▸ Exercise requirements: Turn every line of the records below into a numbered list, leaving out any blank lines.

"""

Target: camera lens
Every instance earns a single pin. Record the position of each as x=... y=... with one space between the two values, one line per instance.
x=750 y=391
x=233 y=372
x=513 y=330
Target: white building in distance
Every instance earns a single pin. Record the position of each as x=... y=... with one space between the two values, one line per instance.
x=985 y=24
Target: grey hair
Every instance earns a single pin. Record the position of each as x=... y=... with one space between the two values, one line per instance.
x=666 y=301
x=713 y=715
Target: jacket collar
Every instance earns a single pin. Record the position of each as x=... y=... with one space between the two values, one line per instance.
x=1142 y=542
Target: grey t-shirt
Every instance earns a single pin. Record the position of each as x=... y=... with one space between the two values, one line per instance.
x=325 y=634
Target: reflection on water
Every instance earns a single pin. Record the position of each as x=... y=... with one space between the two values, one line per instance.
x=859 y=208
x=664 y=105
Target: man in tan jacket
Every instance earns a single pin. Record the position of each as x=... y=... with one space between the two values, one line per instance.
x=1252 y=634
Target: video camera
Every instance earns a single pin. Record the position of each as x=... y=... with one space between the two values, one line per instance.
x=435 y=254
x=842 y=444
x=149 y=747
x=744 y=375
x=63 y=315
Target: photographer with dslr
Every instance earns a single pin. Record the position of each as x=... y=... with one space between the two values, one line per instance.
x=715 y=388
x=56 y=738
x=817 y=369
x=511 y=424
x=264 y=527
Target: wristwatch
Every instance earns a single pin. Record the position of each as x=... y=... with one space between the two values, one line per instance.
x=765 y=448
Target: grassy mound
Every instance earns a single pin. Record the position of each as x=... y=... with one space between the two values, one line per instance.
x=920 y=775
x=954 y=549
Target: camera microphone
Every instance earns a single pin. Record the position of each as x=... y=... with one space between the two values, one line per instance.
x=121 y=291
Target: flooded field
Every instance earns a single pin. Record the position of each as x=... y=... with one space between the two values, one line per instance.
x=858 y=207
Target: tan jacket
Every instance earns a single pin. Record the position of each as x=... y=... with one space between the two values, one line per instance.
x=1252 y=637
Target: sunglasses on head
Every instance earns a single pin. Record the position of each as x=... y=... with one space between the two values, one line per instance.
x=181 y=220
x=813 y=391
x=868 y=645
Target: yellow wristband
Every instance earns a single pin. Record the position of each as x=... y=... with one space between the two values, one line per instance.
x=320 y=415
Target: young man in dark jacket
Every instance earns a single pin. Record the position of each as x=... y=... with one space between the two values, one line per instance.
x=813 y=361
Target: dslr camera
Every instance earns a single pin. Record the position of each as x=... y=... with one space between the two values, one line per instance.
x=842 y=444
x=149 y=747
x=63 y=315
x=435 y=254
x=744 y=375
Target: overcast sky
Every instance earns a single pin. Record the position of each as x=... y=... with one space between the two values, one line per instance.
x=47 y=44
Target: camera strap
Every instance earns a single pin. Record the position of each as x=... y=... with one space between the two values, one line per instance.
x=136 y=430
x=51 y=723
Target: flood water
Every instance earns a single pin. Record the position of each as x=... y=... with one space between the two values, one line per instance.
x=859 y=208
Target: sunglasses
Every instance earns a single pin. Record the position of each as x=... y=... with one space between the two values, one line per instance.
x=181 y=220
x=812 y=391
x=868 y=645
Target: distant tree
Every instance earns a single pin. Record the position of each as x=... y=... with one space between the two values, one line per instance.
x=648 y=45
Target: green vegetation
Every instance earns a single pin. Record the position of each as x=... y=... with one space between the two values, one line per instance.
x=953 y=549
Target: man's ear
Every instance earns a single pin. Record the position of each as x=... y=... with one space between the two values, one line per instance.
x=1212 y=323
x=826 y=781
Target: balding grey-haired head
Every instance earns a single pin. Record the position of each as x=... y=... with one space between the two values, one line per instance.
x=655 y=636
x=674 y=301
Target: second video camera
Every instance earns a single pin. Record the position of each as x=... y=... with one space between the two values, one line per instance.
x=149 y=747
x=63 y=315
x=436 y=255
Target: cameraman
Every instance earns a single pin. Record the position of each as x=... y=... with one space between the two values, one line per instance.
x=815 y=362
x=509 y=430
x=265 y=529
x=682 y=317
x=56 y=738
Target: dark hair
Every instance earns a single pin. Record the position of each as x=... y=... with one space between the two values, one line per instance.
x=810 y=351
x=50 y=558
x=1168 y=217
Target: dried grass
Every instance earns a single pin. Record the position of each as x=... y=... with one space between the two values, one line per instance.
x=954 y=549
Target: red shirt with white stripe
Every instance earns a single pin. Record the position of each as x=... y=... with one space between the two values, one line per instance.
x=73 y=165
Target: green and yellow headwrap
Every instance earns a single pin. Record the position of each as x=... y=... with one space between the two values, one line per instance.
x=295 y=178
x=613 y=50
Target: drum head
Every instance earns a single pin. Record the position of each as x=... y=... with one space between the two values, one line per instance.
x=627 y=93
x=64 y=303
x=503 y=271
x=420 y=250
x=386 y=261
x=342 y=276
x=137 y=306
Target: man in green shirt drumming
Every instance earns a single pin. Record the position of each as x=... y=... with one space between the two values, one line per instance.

"""

▸ Solution:
1. Target: camera lens
2. Every instance earns a single pin. Record the position of each as x=... y=... with one space between the two values, one line per instance.
3. x=750 y=391
4. x=233 y=372
5. x=513 y=330
6. Target: white building in distance
7. Every instance earns a single pin. Record the position of each as x=... y=... with one space between the two values, one line per instance.
8. x=985 y=24
9. Target: grey hair
10. Every instance earns a single pin. Record the position of each as x=... y=... with one space between the two values, one line per instance.
11. x=666 y=301
12. x=713 y=715
13. Target: jacket collar
14. Every instance earns a single pin. Record the position of each as x=... y=... with one space between the two values, one line per instance.
15. x=1142 y=542
16. Target: grey t-shirt
17. Every instance earns a single pin. Record the position of each as x=... y=... with one space between the two values, one line per instance.
18. x=325 y=634
19. Target: reflection on water
20. Every instance earns a single pin. Record the position of each as x=... y=... with one space between the two values, one line per instance.
21. x=859 y=208
22. x=664 y=105
23. Target: man in tan jacket
24. Every instance earns a single pin. Record the position of each as x=... y=... with one space between the two values, one line per instance.
25. x=1252 y=634
26. Target: video camera
27. Every instance earns a single pin. Record the position of each as x=... y=... with one space between the two values, one line per instance.
28. x=435 y=254
29. x=842 y=444
30. x=149 y=747
31. x=744 y=375
32. x=63 y=315
33. Target: photographer with dslr
34. Every instance earns a single pin. Record the position of each as x=... y=... with one space between the two values, one line per instance.
35. x=715 y=388
36. x=56 y=738
37. x=817 y=369
38. x=511 y=424
39. x=264 y=527
40. Target: wristwatch
41. Every instance earns a single pin. Record the position of each as x=... y=... with one space between the two values, one line per instance.
42. x=765 y=448
43. Target: grassy mound
44. Every instance earns a single pin. Record the position of each as x=... y=... with one space between the two values, one line per instance.
45. x=920 y=775
46. x=954 y=549
47. Target: camera microphone
48. Every instance earns a single pin. Record the position of each as x=... y=... with one space between the two values, one line per instance.
49. x=121 y=291
50. Target: flooded field
51. Every instance earns a single pin. Record the position of each as x=... y=... with one space between the two values, one line per instance.
52. x=858 y=207
53. Target: tan jacket
54. Every instance earns a single pin. Record the position of each as x=... y=... with one space between the two values, one line per instance.
55. x=1252 y=637
56. Target: sunglasses on head
57. Every instance earns a single pin. Record the position of each as x=... y=... with one space between the two values, one line per instance.
58. x=181 y=220
59. x=813 y=391
60. x=868 y=645
61. Target: yellow wristband
62. Every instance earns a single pin. Record the position of each as x=... y=... with one space between the two values, one line per instance.
63. x=320 y=415
64. Target: young man in dark jacket
65. Every instance earns a single pin. Record the position of each as x=... y=... with one space between the two values, one line per instance.
66. x=813 y=361
67. Target: dslr camera
68. Every instance earns a single pin. Record the position of each as x=... y=... with one space between the two values, one line per instance.
69. x=842 y=444
70. x=149 y=747
71. x=63 y=315
72. x=435 y=254
73. x=744 y=375
74. Target: overcast sky
75. Every instance earns a single pin. Record the position of each as x=... y=... with one space between the two values, one line per instance.
76. x=47 y=44
77. Target: camera strap
78. Every instance earns a single pin. Record the position of each as x=... y=... with one space between the two values, one line per instance.
79. x=136 y=430
80. x=51 y=723
81. Target: flood water
82. Every instance earns a single pin. Record the position of each as x=... y=... with one space between the two values, one line per instance.
83. x=859 y=208
84. Target: sunglasses
85. Every instance earns a single pin. Record the position of each as x=... y=... with one space between the two values, one line per instance.
86. x=181 y=220
87. x=812 y=391
88. x=868 y=645
89. Target: distant tree
90. Every instance earns a single pin. Record the position of each as x=... y=... with one space between the two values, one line per instance.
91. x=648 y=45
92. Target: green vegetation
93. Every instance earns a single pin. Record the position of each as x=... y=... with one space between the two values, one line per instance.
94. x=953 y=549
95. Target: man's ear
96. Every instance earns a single pin. Record the position of each as x=... y=... with one space between the two values, one line per instance.
97. x=1212 y=323
98. x=826 y=781
99. Target: balding grey-haired head
100. Every instance earns a single pin. Record the position of each as x=... y=... with one space between the two values, one line per instance.
101. x=655 y=636
102. x=674 y=301
103. Target: second video camera
104. Every instance earns a single pin. Record the position of each as x=... y=... with one space between the two values, one line per instance.
105. x=149 y=747
106. x=63 y=315
107. x=436 y=255
108. Target: cameraman
109. Every instance earns a single pin. Record the position of each as x=... y=... with one space between the two values, one line per instance.
110. x=815 y=362
111. x=509 y=430
112. x=265 y=529
113. x=682 y=317
114. x=56 y=738
115. Target: dark hair
116. Every instance earns a single pin. Record the position of each as x=... y=... with one space between the two values, one line per instance.
117. x=810 y=351
118. x=50 y=558
119. x=1168 y=217
120. Target: dried grass
121. Every instance earns a single pin. Record the position of each as x=... y=... with one space between the two values, one line per instance.
122. x=954 y=549
123. Target: red shirt with white stripe
124. Every instance earns a single pin. Record the position of each as x=... y=... with one space between the two values, one line per instance.
125. x=73 y=165
126. Target: green and yellow headwrap
127. Every instance earns a single pin. Record the position of each as x=... y=... with one space between the two values, one line per instance.
128. x=295 y=178
129. x=613 y=50
130. Target: drum head
131. Every instance earns a single pin. Record the position of each as x=... y=... with one space between the two values, one line per instance.
132. x=627 y=93
133. x=64 y=303
134. x=503 y=271
135. x=420 y=250
136. x=386 y=261
137. x=342 y=276
138. x=137 y=306
139. Target: man in green shirt drumming
140. Every instance earns a single pin. Record the position of each as x=... y=... with one space between the two values, one line per instance.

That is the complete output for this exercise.